Tensor Activity	The fraction of cycles the tensor (HMMA / IMMA) pipe was active. The value represents an average over a time interval and is not an instantaneous value. Higher values indicate higher utilization of the Tensor Cores. An activity of 1 (100%) is equivalent to issuing a tensor instruction every other cycle for the entire time interval. An activity of 0.2 (20%) could indicate 20% of the SMs are at 100% utilization over the entire time period, 100% of the SMs are at 20% utilization over the entire time period, 100% of the SMs are at 100% utilization for 20% of the time period, or any combination in between (see `DCGM_FI_PROF_SM_ACTIVE` to help disambiguate these possibilities).	PROF_PIPE_TENSOR_ACTIVE (ID: 1004)
FP64 Engine Activity	The fraction of cycles the FP64 (double precision) pipe was active. The value represents an average over a time interval and is not an instantaneous value. Higher values indicate higher utilization of the FP64 cores. An activity of 1 (100%) is equivalent to a FP64 instruction on every SM every fourth cycle on Volta over the entire time interval. An activity of 0.2 (20%) could indicate 20% of the SMs are at 100% utilization over the entire time period, 100% of the SMs are at 20% utilization over the entire time period, 100% of the SMs are at 100% utilization for 20% of the time period, or any combination in between (see DCGM_FI_PROF_SM_ACTIVE to help disambiguate these possibilities).	PROF_PIPE_FP64_ACTIVE (ID: 1006)

- [WHAT THIS EXERCISE ASKS]:
1 – According to the GPU metric descriptions, what does an FP64 Engine Activity of 1 (100%) equal on Volta?
2 – Carry on the GPU metric descriptions from their last entry.

[Part of a data file]
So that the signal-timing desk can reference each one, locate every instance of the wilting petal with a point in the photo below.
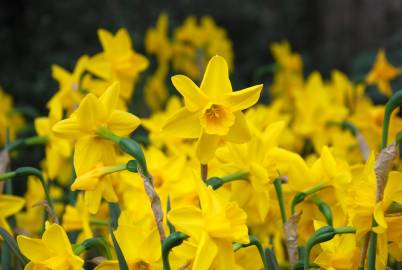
(193, 97)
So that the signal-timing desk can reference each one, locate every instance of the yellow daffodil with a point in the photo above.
(139, 243)
(9, 205)
(76, 218)
(340, 253)
(9, 119)
(212, 111)
(214, 226)
(382, 72)
(57, 149)
(118, 61)
(70, 90)
(94, 114)
(53, 251)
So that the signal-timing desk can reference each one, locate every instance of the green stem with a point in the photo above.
(253, 242)
(279, 194)
(217, 182)
(173, 240)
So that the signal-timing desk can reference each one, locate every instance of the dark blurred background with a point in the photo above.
(342, 34)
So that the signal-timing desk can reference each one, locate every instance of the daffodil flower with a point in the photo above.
(382, 72)
(214, 226)
(212, 111)
(94, 114)
(139, 243)
(9, 205)
(118, 61)
(53, 251)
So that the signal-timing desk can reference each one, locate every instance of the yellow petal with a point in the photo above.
(88, 152)
(123, 123)
(10, 205)
(108, 265)
(183, 124)
(90, 112)
(216, 81)
(239, 132)
(68, 128)
(205, 254)
(110, 97)
(56, 240)
(34, 249)
(123, 40)
(93, 200)
(187, 219)
(193, 97)
(206, 147)
(106, 39)
(42, 126)
(379, 218)
(243, 99)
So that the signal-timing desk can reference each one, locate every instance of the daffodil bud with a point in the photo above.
(173, 240)
(391, 105)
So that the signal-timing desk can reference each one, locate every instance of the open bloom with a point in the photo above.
(382, 72)
(53, 251)
(92, 115)
(212, 111)
(214, 226)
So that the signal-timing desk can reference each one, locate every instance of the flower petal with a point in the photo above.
(243, 99)
(34, 249)
(216, 78)
(239, 132)
(193, 97)
(123, 123)
(205, 254)
(55, 239)
(183, 124)
(67, 128)
(110, 97)
(187, 219)
(206, 147)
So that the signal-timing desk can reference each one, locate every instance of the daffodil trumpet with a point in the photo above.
(91, 243)
(323, 234)
(217, 182)
(173, 240)
(26, 171)
(301, 196)
(279, 195)
(254, 242)
(324, 209)
(20, 143)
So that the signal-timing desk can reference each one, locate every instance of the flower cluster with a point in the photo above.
(212, 178)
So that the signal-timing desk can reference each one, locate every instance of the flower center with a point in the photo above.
(217, 119)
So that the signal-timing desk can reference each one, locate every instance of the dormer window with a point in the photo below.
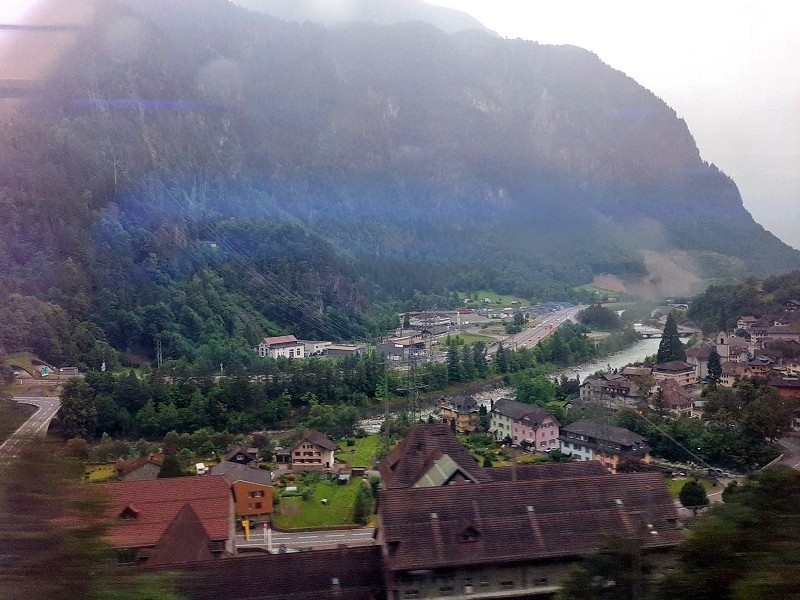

- [RESPONSES TO THE TASKS]:
1 – An FP64 instruction on every SM every fourth cycle over the entire time interval.

2 –
FP32 Engine Activity	The fraction of cycles the FMA (FP32 (single precision), and integer) pipe was active. The value represents an average over a time interval and is not an instantaneous value. Higher values indicate higher utilization of the FP32 cores. An activity of 1 (100%) is equivalent to a FP32 instruction every other cycle over the entire time interval. An activity of 0.2 (20%) could indicate 20% of the SMs are at 100% utilization over the entire time period, 100% of the SMs are at 20% utilization over the entire time period, 100% of the SMs are at 100% utilization for 20% of the time period, or any combination in between (see `DCGM_FI_PROF_SM_ACTIVE` to help disambiguate these possibilities).	PROF_PIPE_FP32_ACTIVE (ID: 1007)
FP16 Engine Activity	The fraction of cycles the FP16 (half precision) pipe was active. The value represents an average over a time interval and is not an instantaneous value. Higher values indicate higher utilization of the FP16 cores. An activity of 1 (100%) is equivalent to a FP16 instruction every other cycle over the entire time interval. An activity of 0.2 (20%) could indicate 20% of the SMs are at 100% utilization over the entire time period, 100% of the SMs are at 20% utilization over the entire time period, 100% of the SMs are at 100% utilization for 20% of the time period, or any combination in between (see `DCGM_FI_PROF_SM_ACTIVE` to help disambiguate these possibilities).	PROF_PIPE_FP16_ACTIVE (ID: 1008)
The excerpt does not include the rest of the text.